What you need to do:
With pictures left out, set down every record word for word.

Top of Source material

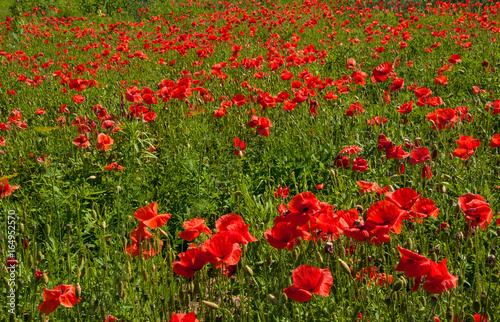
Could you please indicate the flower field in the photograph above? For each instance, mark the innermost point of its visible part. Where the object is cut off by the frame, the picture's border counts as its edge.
(250, 161)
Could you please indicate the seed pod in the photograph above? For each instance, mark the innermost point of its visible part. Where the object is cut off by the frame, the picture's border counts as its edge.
(78, 290)
(249, 270)
(129, 269)
(344, 267)
(273, 299)
(211, 305)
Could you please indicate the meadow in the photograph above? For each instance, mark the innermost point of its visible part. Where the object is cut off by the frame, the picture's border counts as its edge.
(252, 161)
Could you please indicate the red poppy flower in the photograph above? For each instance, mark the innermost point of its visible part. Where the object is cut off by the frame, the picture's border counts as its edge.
(351, 63)
(495, 141)
(396, 152)
(439, 280)
(455, 59)
(264, 125)
(233, 222)
(82, 141)
(380, 279)
(329, 222)
(77, 99)
(193, 260)
(104, 142)
(193, 228)
(419, 155)
(6, 189)
(441, 80)
(112, 166)
(413, 264)
(148, 215)
(355, 108)
(224, 249)
(285, 234)
(477, 211)
(307, 280)
(422, 92)
(62, 294)
(78, 84)
(181, 317)
(406, 108)
(360, 164)
(381, 73)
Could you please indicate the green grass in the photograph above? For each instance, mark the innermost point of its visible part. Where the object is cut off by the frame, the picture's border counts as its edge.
(76, 217)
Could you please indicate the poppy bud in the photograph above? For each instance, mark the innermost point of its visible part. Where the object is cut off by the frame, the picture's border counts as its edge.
(399, 284)
(211, 305)
(344, 267)
(249, 270)
(78, 290)
(121, 290)
(319, 258)
(296, 254)
(434, 152)
(329, 248)
(401, 168)
(269, 261)
(491, 260)
(476, 306)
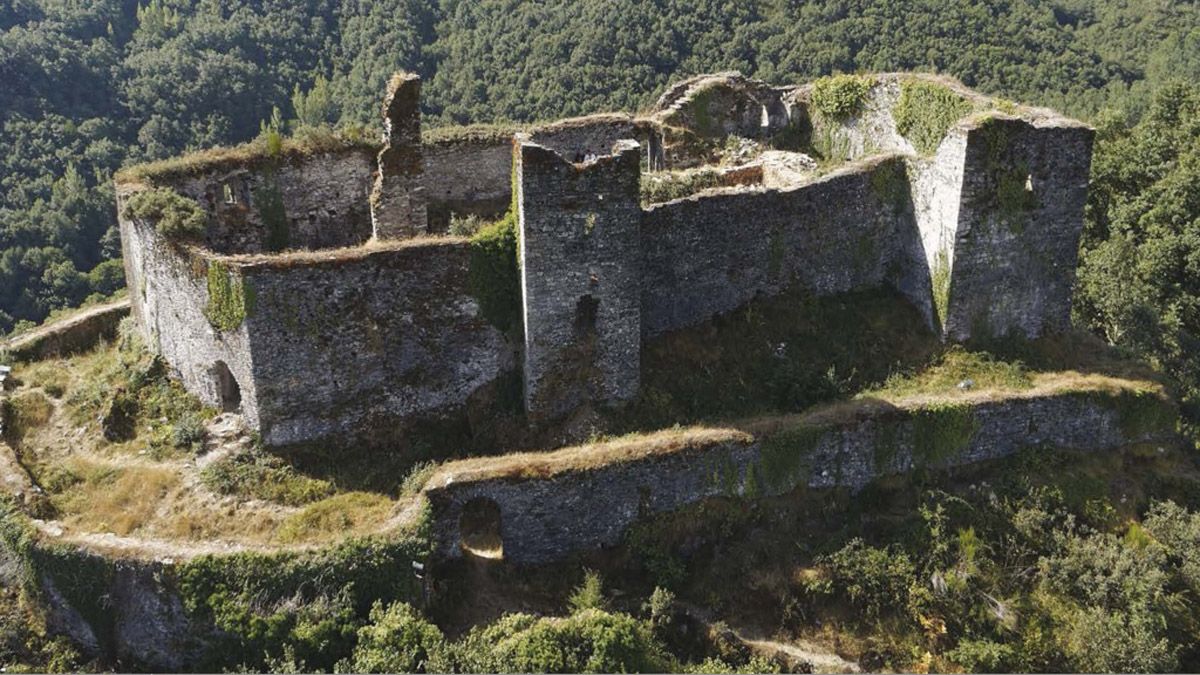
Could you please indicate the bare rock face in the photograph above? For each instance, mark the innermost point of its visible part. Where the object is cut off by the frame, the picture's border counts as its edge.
(397, 203)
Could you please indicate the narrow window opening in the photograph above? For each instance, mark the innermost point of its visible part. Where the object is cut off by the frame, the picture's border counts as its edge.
(228, 392)
(480, 529)
(587, 309)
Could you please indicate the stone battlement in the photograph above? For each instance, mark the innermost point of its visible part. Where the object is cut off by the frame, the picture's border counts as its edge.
(325, 302)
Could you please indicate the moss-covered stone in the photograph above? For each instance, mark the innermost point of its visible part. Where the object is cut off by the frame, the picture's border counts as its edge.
(841, 95)
(941, 431)
(231, 298)
(925, 112)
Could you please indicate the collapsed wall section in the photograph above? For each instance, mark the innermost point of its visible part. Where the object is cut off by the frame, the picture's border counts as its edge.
(712, 254)
(359, 345)
(185, 303)
(467, 175)
(292, 201)
(581, 278)
(568, 505)
(397, 202)
(1019, 222)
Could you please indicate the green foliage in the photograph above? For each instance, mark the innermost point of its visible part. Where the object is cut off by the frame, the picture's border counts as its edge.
(231, 298)
(940, 431)
(954, 366)
(841, 95)
(1138, 284)
(262, 476)
(177, 217)
(665, 186)
(396, 639)
(940, 275)
(784, 459)
(269, 202)
(588, 641)
(783, 353)
(925, 112)
(495, 274)
(588, 595)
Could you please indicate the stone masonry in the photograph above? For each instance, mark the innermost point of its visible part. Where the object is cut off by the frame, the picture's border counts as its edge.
(581, 276)
(397, 202)
(981, 236)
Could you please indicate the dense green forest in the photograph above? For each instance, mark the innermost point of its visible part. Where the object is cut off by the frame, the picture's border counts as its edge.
(93, 85)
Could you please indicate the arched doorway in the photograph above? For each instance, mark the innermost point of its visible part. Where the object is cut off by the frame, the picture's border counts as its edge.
(480, 529)
(228, 392)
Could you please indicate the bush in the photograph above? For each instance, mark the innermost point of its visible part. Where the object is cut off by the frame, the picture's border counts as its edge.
(589, 641)
(397, 639)
(874, 580)
(840, 95)
(175, 216)
(925, 112)
(495, 274)
(588, 595)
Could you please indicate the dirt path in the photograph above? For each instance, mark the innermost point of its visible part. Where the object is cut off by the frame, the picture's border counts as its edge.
(24, 340)
(803, 651)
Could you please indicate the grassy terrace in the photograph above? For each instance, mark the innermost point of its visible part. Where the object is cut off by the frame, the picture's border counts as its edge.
(120, 448)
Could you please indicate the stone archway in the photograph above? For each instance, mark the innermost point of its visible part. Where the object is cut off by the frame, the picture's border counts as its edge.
(228, 390)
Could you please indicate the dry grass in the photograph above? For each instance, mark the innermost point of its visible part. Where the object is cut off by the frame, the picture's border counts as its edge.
(336, 517)
(247, 154)
(583, 458)
(337, 256)
(118, 499)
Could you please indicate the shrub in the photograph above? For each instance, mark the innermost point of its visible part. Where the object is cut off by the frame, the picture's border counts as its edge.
(495, 274)
(925, 112)
(840, 95)
(397, 639)
(984, 656)
(875, 580)
(588, 595)
(175, 216)
(588, 641)
(466, 226)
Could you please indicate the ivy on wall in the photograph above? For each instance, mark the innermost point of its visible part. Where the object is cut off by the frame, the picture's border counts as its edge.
(231, 299)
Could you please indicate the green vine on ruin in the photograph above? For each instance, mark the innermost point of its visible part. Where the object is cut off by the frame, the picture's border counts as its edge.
(231, 298)
(942, 431)
(175, 216)
(841, 95)
(271, 210)
(925, 112)
(785, 457)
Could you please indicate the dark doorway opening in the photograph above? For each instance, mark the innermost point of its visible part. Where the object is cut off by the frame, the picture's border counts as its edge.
(228, 392)
(480, 529)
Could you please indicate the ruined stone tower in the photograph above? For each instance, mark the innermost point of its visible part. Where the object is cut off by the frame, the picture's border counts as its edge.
(397, 201)
(581, 276)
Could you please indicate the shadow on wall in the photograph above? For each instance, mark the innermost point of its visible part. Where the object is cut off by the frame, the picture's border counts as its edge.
(228, 390)
(481, 529)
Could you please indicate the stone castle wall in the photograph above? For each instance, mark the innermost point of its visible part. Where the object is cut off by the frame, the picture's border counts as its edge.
(359, 345)
(1020, 217)
(712, 254)
(581, 278)
(168, 291)
(558, 513)
(295, 202)
(467, 178)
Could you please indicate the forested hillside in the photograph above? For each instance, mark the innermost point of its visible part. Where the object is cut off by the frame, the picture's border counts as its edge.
(93, 85)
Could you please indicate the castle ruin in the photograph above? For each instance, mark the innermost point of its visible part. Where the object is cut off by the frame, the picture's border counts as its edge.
(328, 304)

Bottom of Source material

Worked solution:
Could you please indicate the flower field in the photograph above? For each instance, mark the innermost point of its visible part. Where the object is cut off by the frame, the picture's border counts as its edge.
(250, 161)
Could you please indicate the seed pod in the photograph above? For each instance, mark the innermost point of its visible part. Where the object is cut off by the frame, the picture's border counts as its edge.
(78, 290)
(249, 270)
(129, 269)
(344, 267)
(273, 299)
(211, 305)
Could you please indicate the meadow in the photograph above? For each instance, mark the innermost point of its visible part. Where the object is cut off by the frame, the picture's border counts as its edge.
(252, 161)
Could you please indicate the red poppy flower in the photograph above? For each instance, mark the innermost point of its visible part. Where the object is cut off by the frame, the picture's border counts as its edge.
(351, 63)
(495, 141)
(396, 152)
(439, 280)
(455, 59)
(264, 125)
(233, 222)
(82, 141)
(380, 279)
(329, 222)
(77, 99)
(193, 260)
(104, 142)
(193, 228)
(419, 155)
(6, 189)
(441, 80)
(112, 166)
(413, 264)
(148, 215)
(355, 108)
(224, 249)
(285, 234)
(477, 211)
(307, 280)
(422, 92)
(62, 294)
(78, 84)
(181, 317)
(406, 108)
(360, 164)
(381, 73)
Could you please indicate the green grass in the photograph above? For each instance, mark the innermost point of its visible part. Where the object is cut off by the frame, the picture's border counts as its edge.
(76, 217)
Could you please indicate the poppy bud in the photograph above? For each instance, mark the innermost point of its visible part. Where the object is cut off by the frame, the picture's border counts as its edge.
(399, 284)
(211, 305)
(344, 267)
(249, 270)
(78, 290)
(121, 290)
(319, 258)
(296, 254)
(434, 152)
(329, 248)
(401, 168)
(269, 261)
(491, 260)
(476, 306)
Could you please indicate the bare rock face in the photograph above? For each instance, mark the innermost point of its visible part. Where the object is cut off by the frame, the picture's border counts as its edge.
(397, 203)
Could you please indicate the narrow window opening in the photograph above? For each instance, mark the innermost point of its visible part. Where the object is cut off by the frame, the picture's border counts as its edge.
(228, 392)
(480, 529)
(587, 309)
Could you please indicate the stone battlement in the photograph above? For each instance, mark the innermost point of its visible part. Where the object is cut off by the frame, the picture's border counts as its edge.
(325, 302)
Could you please indicate the moss-covered stone in the photograph above? For each instance, mark the innermost point of its visible part. Where the object is cut off by the frame, the picture's border counts as its edge.
(841, 95)
(941, 431)
(231, 298)
(925, 112)
Could you please indicate the collapsed wall section in the photograph above? For each instance, mark the innermost point of its visible part. Where the object is cut off by the frame, the picture's border counts as its edge.
(712, 254)
(359, 345)
(185, 303)
(467, 175)
(292, 201)
(581, 278)
(568, 505)
(397, 202)
(1019, 222)
Could you please indicate the green foliage in the photograph above? For each instance, mark the innermost point of its visible part. Where the object is cut off by the frame, the picture's border counts as its edge.
(231, 298)
(940, 431)
(954, 366)
(841, 95)
(1138, 284)
(262, 476)
(177, 217)
(665, 186)
(396, 639)
(940, 275)
(784, 459)
(269, 202)
(588, 641)
(783, 353)
(925, 112)
(495, 274)
(588, 595)
Could you please indicate the stone masonry in the photograph above? For each instance, mark the innermost point of its visible part. Where the object is cut off by the frame, the picture's border counts as its edge.
(581, 276)
(397, 202)
(981, 236)
Could you please indicate the dense green forest in the photograph above? For each instance, mark the innermost point of its visible part. Where the object is cut off by the frame, the picture's border counts as its edge.
(93, 85)
Could you please indicate the arched doorway in the photograph above? For each instance, mark the innermost point of its visible part. Where the object is cut off by the frame, the picture's border counts as its edge.
(480, 529)
(228, 392)
Could you please indicate the bush in the photograph above? For each instance, mark the innermost point of its visible part. Where the object is cut off by the frame, the picture's border counts as its edge.
(589, 641)
(397, 639)
(874, 580)
(840, 95)
(175, 216)
(925, 112)
(495, 274)
(588, 595)
Could you please indicate the dirt path in the photograph above? For each instance, mark the innermost point of its visible part. Where the object is cut off by the frame, the picture's border counts as its edge.
(24, 340)
(803, 651)
Could you please indicate the grassy terrace in the photograph above? For each instance, mark the innermost point of its visible part. Where the object is cut off by the frame, the picture's border counts as its edge.
(120, 448)
Could you please indicate the stone archway in the photograph above? For each instance, mark the innermost point of its visible part. Where the object is cut off by the frame, the picture's border counts as its edge.
(228, 390)
Could you please indicate the dry grass in the photograph above? For each instance, mark the innermost point of its visible part. Where the object is cut off by the frame, the picture's border counts as its edge.
(336, 517)
(247, 154)
(583, 458)
(337, 256)
(118, 499)
Could you please indicate the shrub in the photograph above? For each instance, mark the innermost point of its visible part. Where the object is cut off by the frame, the picture's border counts as its edge.
(495, 274)
(925, 112)
(840, 95)
(397, 639)
(984, 656)
(875, 580)
(588, 595)
(175, 216)
(588, 641)
(466, 226)
Could you please indicate the ivy on wall in the photograph above? For each instance, mark the innermost point of its visible part. Where the object is cut off by the frame, the picture's border counts as its edge.
(231, 299)
Could you please indicate the green vine on ruin in the photograph above? For each instance, mark the innermost point of its visible part. Where the object is cut off by the frame, the picture's border counts as its edge.
(231, 298)
(942, 431)
(175, 216)
(841, 95)
(271, 210)
(925, 112)
(785, 457)
Could you please indicate the dark doorway opening in the photograph above? For each instance, mark the innermost point of its visible part. Where the object is cut off by the frame, the picture's border counts as its edge.
(228, 392)
(480, 529)
Could you please indicate the ruined stone tower in the photograph above? For each instance, mark the innermost point of its visible part. Where the object is cut off by the frame, the picture's border counts as its edge.
(397, 201)
(581, 276)
Could you please indicate the shadow on wall in the photograph above? For each instance, mark the innermost point of its visible part. Where the object is cut off by the frame, the picture's border counts as its edge.
(228, 390)
(481, 529)
Could you please indicate the stone castle wall in the photograph above? For each instance, mark the innermost point of its visible part. Where the object is cut off by the frame, the picture's border counts as its edge.
(359, 345)
(1020, 217)
(712, 254)
(581, 278)
(168, 291)
(558, 513)
(295, 202)
(467, 178)
Could you please indicate the forested hillside in the photograph above? For each instance, mark the innermost point of its visible part. Where the object is cut off by the frame, the picture's border counts as its edge.
(93, 85)
Could you please indicate the castle ruin in the photograph above? For each instance, mark the innermost point of its visible part. Where the object is cut off by the frame, the picture's border counts as its edge.
(328, 304)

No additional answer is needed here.